## Requirement
Within the material below, filter for lines that hold the word "every".

:: Material shown ::

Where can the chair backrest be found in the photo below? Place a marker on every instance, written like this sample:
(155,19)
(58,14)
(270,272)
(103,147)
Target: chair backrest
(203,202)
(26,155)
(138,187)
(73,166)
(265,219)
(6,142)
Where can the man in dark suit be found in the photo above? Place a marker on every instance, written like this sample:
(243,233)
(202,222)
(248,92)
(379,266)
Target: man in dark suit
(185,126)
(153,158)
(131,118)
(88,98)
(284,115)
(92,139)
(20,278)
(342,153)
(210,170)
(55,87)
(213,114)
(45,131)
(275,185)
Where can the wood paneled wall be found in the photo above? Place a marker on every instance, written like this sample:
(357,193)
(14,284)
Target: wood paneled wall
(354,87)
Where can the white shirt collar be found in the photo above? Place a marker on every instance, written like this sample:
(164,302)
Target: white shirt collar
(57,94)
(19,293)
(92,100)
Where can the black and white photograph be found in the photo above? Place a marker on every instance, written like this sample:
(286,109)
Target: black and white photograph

:::
:: Material shown ::

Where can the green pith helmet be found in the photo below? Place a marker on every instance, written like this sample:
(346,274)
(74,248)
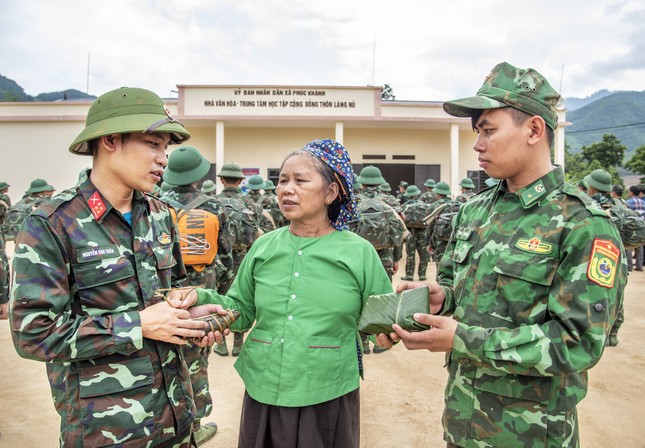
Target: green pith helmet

:::

## Exercise result
Where can the chair backrest be found in the photo below? Place a marker on every instance, written like this sample:
Where can the man in dark suit be found in the photo above? Place a marker on every instance, written like this sample:
Where can the wood paneled wall be found in the photo above? Place a marker on every instance, written like this sample:
Where can the white shirt collar be found in the photo above? Place a marker on every instance, written like this sample:
Where can the black and white photograph be found in the photo above? Place a marker on every instance, written like this sample:
Where can the green pith helmet be found in the photo below? Place a marker on every instance, written like this sample:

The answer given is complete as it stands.